## Text under study
Design and construction
- Architects: Unknown (1784) Frederick Darley (1840) Batchelor & Hicks (1910) - conversion to cinema
- Developer: William Smyth (1784)

= Bethesda Chapel, Dublin =

Church in Ireland

The Bethesda Chapel, Dublin, was an Episcopal Church of Ireland, church on Granby Row and Dorset Street, Dublin.

==History==
===Chapel===
The Bethesda chapel was founded in 1784 by Dublin merchant William Smyth (Smythe), nephew of the bishop of the same name, who appointed two clergy to officiate at the Chapel. Its development was part of the evangelical movement within the Church of Ireland. It did not secure episcopal recognition until 1825.

The Bethesda Chapel was sometimes known as the Bethesda Mission, or the Bethesda Episcopal church. The original 1785 chapel on the site was burned down after a great storm in January 1839: a new chapel was built on the site, designed by Frederick Darley and opened in December 1840. The Bethesda Female Orphan School at 77 then 23 Upper Dorset Street was affiliated to the Chapel from 1787. 77 Dorset Street became the Presbyterian Female Orphan School associated with the Ormond Quay Presbyterian church. On the 19th of March, 1794, the Lock Penitentiary was opened by Mr. Walker: it housed females leaving Lock Hospital: as a result of it being part of the site, the church was sometimes called Locks Chapel. The penitentiary or asylum was funded by benefactors and by church collections; also its inmates made a living washing and mangling clothes. Arthur Guinness and his wife served on the governing committee of the Penitentiary, as did J.D. La Touche. The penitentiary was also destroyed in the 1839 fire.

## Exercises
• A. Answer these questions from the text on the Bethesda Chapel.
(i) Who designed the new chapel that opened in December 1840?
(ii) In what year did the chapel secure episcopal recognition?
(iii) How did the inmates of the penitentiary make a living?
• B. Repeat the text on the Bethesda Chapel word for word from "Design and construction" up to and including "Dorset Street, Dublin.".

## Provided information
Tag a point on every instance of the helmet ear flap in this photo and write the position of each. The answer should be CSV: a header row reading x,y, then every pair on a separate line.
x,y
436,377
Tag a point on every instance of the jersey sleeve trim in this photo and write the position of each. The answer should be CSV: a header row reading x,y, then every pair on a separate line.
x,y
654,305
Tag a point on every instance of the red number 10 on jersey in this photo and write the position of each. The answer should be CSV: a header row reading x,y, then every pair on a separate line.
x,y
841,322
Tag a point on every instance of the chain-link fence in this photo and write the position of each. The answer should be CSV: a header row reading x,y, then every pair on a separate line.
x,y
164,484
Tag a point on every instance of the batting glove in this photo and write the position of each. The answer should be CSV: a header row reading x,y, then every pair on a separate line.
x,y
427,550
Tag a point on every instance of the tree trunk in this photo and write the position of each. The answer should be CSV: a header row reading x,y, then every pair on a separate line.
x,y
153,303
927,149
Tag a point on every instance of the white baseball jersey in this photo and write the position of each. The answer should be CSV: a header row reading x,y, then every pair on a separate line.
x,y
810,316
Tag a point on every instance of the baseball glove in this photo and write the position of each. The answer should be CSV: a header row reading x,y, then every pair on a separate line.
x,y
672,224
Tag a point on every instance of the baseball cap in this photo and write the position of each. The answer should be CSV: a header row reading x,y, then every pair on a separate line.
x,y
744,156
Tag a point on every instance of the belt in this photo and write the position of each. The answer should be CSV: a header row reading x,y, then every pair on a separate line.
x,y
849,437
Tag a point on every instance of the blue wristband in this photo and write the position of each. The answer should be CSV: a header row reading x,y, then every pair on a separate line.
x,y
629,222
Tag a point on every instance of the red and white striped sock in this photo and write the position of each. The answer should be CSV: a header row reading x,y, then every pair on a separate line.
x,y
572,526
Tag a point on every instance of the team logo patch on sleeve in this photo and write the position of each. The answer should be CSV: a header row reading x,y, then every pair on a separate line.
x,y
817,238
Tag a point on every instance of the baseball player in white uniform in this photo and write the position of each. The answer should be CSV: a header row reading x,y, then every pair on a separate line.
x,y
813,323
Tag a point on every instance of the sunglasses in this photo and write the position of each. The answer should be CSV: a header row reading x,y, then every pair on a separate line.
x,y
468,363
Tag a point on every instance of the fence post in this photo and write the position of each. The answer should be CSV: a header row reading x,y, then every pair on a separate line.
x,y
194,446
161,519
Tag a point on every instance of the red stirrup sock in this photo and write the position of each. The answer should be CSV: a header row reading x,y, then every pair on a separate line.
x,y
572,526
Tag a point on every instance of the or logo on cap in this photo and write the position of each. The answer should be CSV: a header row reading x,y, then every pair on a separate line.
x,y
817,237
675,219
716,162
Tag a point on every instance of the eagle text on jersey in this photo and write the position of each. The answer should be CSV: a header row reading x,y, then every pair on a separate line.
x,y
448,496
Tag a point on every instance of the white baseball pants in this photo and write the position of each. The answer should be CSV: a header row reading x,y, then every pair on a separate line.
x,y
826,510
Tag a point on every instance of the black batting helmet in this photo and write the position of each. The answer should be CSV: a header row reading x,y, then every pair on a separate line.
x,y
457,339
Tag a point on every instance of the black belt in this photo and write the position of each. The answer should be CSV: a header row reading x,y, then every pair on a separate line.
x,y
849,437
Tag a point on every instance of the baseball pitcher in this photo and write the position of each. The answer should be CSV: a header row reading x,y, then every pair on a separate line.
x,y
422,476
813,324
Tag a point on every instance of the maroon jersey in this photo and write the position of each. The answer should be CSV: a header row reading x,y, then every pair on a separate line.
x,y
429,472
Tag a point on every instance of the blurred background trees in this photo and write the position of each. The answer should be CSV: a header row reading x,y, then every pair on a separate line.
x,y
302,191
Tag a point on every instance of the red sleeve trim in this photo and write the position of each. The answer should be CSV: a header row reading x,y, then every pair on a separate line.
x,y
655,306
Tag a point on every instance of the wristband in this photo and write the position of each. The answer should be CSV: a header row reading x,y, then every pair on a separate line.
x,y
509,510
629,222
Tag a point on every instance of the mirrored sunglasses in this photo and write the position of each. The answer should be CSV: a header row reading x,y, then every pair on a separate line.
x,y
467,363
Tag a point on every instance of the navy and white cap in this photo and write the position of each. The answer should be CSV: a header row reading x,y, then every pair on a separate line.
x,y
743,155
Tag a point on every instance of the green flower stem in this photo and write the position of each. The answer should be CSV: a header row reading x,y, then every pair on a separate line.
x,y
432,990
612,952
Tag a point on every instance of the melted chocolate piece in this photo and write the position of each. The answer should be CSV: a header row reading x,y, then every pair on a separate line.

## Answers
• A.
(i) Frederick Darley
(ii) 1825
(iii) By washing and mangling clothes

• B.
Design and construction
- Architects: Unknown (1784) Frederick Darley (1840) Batchelor & Hicks (1910) - conversion to cinema
- Developer: William Smyth (1784)

= Bethesda Chapel, Dublin =

Church in Ireland

The Bethesda Chapel, Dublin, was an Episcopal Church of Ireland, church on Granby Row and Dorset Street, Dublin.